Problem requirements - Your task is to copy the listing exactly. Drop any pictures from the copy.

(Collected data)

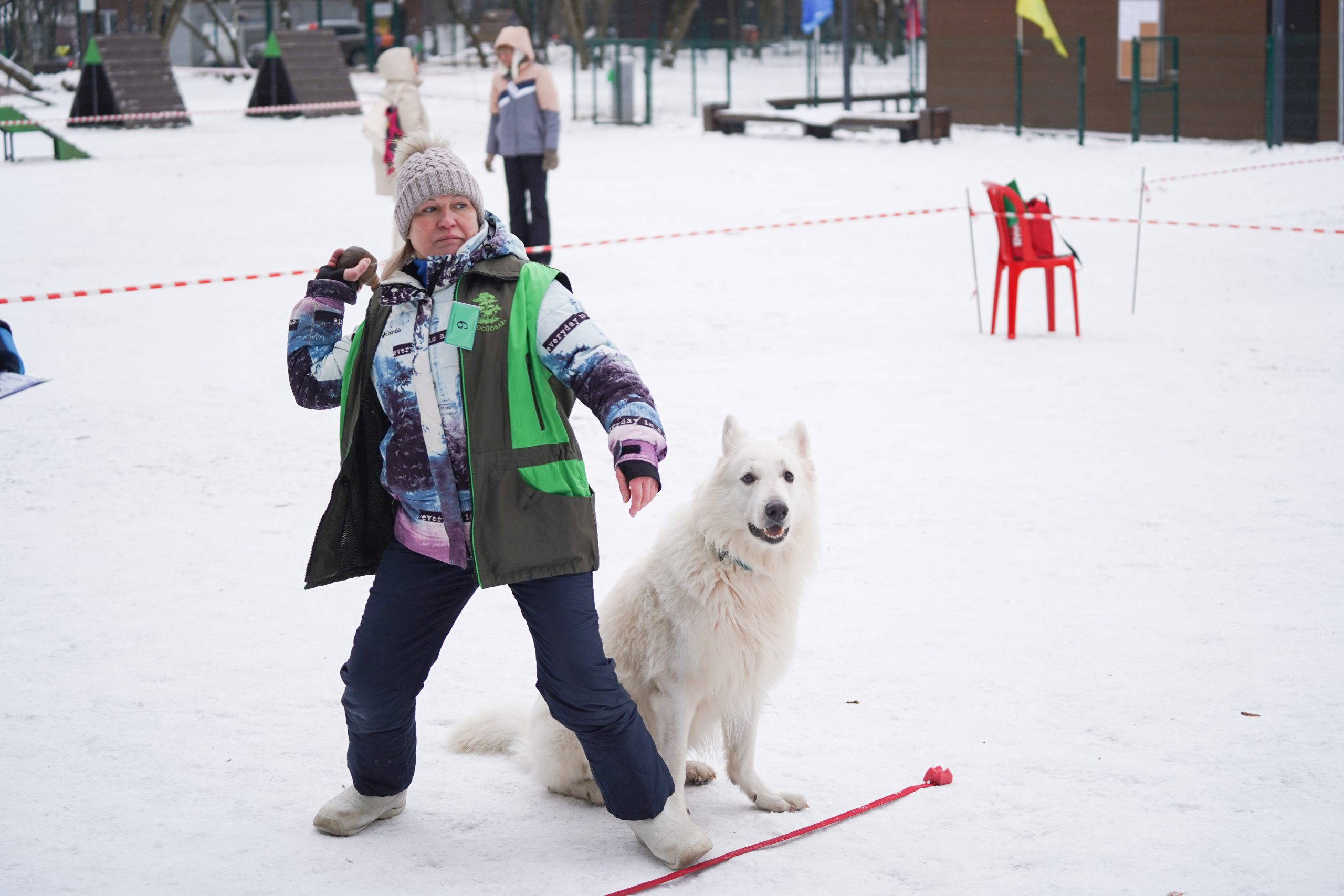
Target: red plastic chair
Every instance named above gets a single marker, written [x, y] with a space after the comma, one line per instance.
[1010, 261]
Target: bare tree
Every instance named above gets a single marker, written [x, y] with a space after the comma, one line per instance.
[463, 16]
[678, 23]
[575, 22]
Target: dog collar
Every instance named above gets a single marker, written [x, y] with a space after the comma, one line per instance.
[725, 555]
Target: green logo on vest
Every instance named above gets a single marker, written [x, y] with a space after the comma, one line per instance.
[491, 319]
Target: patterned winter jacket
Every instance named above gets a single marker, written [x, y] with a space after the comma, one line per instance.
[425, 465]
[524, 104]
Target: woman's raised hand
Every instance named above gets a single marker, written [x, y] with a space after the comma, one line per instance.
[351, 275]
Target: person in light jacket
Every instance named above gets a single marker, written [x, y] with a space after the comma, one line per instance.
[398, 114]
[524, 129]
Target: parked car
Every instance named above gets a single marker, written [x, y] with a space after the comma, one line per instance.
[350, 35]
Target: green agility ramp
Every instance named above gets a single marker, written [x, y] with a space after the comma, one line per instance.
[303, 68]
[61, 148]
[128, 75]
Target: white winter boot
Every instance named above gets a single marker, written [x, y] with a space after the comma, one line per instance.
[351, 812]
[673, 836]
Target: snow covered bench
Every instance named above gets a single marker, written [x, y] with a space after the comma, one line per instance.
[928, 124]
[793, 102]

Response -
Target: red plastic chair
Every instance named above gets a single marker, written [x, y] with a space after the comma, one line per instance.
[1010, 261]
Target: bare tree
Every instance named above gets a single marker, written [x, y] with a space after the comma, one line per instance.
[463, 16]
[678, 23]
[575, 22]
Target: dog collar
Every instance named above gets a single marker, written [x, y] with a space after the comma, one line per instance.
[725, 555]
Target: green logo on vest
Every instance named above gets a single marker, written [x, y] with a space after the comma, one line per instance.
[491, 319]
Target: patterned winter jacket
Every instance named above gets a single marker, written [x, y] with a space after the comma, one line per instance.
[425, 465]
[524, 104]
Target: woman's raised hand
Every instance named above gets a single marker, written [x, y] with a space after the comma, one line per instance.
[351, 275]
Target: person in light jacket
Every instance named above gets a single marker, written [x, y] with a space after the comma, one line per instance.
[398, 114]
[524, 129]
Target: parked car
Every instance named above gets a single marker, written [x, y] with a space after the comma, one line per instance.
[350, 35]
Target: green agility ramp
Every instance named above gets a single marker, written [x, y] with a space after the comma, one line per instance.
[303, 68]
[61, 148]
[128, 75]
Target: white winter boot
Every instance named above gets a single marker, written [x, y] with a space after the comma, one line per instance.
[351, 812]
[673, 836]
Target: snow covered bench
Every instance named above gets a single marker, written [x, y] with a space after the comma, one line per instance.
[928, 124]
[793, 102]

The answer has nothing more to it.